### Source text:
Week 5 June 21 - June 25

This week, I spent most of my time making heatmaps. The heatmaps visualize where biclusters and samples are most concentrated. For example, if we see a group of samples repeatedly appearing in multiple biclusters, we would want to look into the similarity between these samples and biclusters. I have never made heatmaps before, so I did a lot of research on the different heatmap packages in R. Every package has its own pros and cons; some packages are very interactive, which makes it easy to look into details on the heatmap, and some packages make it easy to add bars on the top of the heatmap for further annotation.

Throughout the week, I was also reading a paper on the molecular characterization of bladder cancer. This paper identifies gene copy number and mutations related to bladder cancer survival. I tried to incorporate these information into my heatmaps to identify if there are groups of samples exhibiting the same mutation or copy number changes.

### Supplied information:
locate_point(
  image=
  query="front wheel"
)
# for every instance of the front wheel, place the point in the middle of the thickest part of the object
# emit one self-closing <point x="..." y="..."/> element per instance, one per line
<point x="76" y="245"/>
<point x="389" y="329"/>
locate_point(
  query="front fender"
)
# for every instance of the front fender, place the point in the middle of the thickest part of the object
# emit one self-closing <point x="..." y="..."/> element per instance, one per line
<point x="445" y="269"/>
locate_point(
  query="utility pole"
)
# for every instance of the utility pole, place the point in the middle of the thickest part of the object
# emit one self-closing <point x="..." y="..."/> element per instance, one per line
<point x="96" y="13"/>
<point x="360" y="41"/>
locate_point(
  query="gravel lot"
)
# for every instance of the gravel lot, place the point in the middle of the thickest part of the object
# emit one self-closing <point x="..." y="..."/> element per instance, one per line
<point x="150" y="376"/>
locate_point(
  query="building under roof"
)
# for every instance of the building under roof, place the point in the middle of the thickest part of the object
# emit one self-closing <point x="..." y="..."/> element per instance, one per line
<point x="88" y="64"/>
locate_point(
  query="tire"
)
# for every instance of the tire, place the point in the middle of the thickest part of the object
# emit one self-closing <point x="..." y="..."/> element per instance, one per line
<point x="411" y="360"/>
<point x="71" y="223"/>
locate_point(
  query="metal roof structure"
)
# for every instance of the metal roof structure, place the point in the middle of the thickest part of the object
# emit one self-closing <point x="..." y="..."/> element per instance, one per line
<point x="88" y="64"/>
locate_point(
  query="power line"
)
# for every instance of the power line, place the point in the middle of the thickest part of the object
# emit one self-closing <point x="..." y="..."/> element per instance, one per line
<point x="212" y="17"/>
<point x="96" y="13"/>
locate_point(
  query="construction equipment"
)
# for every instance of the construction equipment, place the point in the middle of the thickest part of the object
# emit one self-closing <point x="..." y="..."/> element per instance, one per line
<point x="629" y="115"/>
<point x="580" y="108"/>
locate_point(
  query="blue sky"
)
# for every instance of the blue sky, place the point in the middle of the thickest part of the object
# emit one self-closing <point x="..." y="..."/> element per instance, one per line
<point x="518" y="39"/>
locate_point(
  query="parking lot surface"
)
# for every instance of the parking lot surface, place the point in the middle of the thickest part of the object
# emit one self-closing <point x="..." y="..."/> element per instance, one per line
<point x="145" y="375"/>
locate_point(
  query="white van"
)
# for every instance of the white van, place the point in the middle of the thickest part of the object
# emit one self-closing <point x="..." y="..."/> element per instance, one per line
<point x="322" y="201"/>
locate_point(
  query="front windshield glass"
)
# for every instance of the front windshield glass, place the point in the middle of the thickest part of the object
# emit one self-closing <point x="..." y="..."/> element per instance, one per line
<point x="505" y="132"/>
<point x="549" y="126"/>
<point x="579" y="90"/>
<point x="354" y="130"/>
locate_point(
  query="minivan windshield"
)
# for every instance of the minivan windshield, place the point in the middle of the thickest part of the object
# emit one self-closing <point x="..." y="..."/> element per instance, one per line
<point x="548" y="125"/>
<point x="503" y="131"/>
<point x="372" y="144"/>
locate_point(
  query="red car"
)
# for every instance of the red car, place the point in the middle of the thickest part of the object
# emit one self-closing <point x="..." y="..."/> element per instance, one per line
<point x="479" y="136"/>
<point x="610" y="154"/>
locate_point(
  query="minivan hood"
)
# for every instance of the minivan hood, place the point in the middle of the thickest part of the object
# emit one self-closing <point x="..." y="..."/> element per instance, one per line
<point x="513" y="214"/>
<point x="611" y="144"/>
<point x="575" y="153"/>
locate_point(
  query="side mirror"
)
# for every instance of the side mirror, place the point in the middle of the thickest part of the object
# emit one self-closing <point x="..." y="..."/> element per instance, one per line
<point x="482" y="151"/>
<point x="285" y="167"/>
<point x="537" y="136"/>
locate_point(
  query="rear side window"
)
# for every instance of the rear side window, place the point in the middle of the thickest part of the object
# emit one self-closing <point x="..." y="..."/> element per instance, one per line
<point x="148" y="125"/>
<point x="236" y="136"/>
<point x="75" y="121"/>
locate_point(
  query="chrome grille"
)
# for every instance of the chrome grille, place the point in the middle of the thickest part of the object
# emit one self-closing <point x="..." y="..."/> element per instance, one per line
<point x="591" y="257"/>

### Assignment 1:
Translate this sentence from the Week 5 entry into Spanish: "The heatmaps visualize where biclusters and samples are most concentrated."
### Assignment 2:
List every activity that the writer of the Week 5 entry reports carrying out during that week.
### Assignment 3:
According to the Week 5 entry, what does the bladder cancer paper identify?
Draw only on the Week 5 entry.

### Your solution 1:
Los mapas de calor visualizan dónde se concentran más los biclústeres y las muestras.

### Your solution 2:
- Making heatmaps
- Researching the different heatmap packages in R
- Reading a paper on the molecular characterization of bladder cancer
- Trying to incorporate the paper's information into the heatmaps

### Your solution 3:
It identifies gene copy number and mutations related to bladder cancer survival.